- [PAGE EXTRACT]
An icy package of blanched greens may not be the sexiest vegetable, but when it comes to convenience and helping in the struggle to add greens to every meal, frozen spinach wins. Here's what you need to know to make the most of this freezer staple.


Frozen fruits and vegetables are picked at their peak and flash-frozen, meaning nutrients are preserved at their height of freshness. Adding greens to daily meals, from family-style breakfast omelets to a stuffed manicotti dinner, should be a year-round endeavor and having frozen spinach on hand makes that so much simpler.

Credit: Andrew Purcell


Frozen spinach is typically cooked and frozen either whole-leaf or chopped; the only difference is size and the two types can generally be used interchangeably. Frozen spinach doesn't have to be washed or blanched but it does need to be thawed and most likely drained or squeezed dry -- this can be done by pressing onto the spinach as it sits in a colander, or wrapping it up in a clean kitchen towel and wringing out the excess water. Removing the water prevents the spinach from adding excess moisture to a dish, which is particularly important when using it in recipes where doughs are involved, such as in spinach pie or in a filling or as a pizza topping.

- [DATA BELOW]

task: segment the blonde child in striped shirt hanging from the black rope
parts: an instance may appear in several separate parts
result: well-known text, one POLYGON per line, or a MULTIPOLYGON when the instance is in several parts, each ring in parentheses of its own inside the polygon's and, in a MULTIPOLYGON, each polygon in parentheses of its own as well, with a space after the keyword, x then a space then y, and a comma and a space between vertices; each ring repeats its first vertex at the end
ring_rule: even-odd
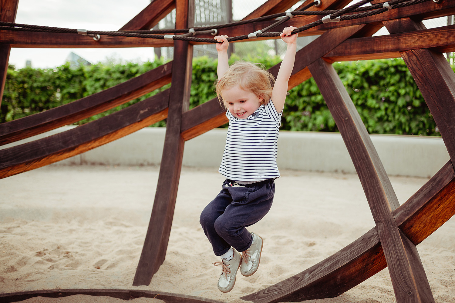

- [WHAT IS EXPECTED] From the frozen spinach text, return the stretch from "Frozen fruits and" through "so much simpler.", copied word for word.

- [FINISHED EXERCISE]
Frozen fruits and vegetables are picked at their peak and flash-frozen, meaning nutrients are preserved at their height of freshness. Adding greens to daily meals, from family-style breakfast omelets to a stuffed manicotti dinner, should be a year-round endeavor and having frozen spinach on hand makes that so much simpler.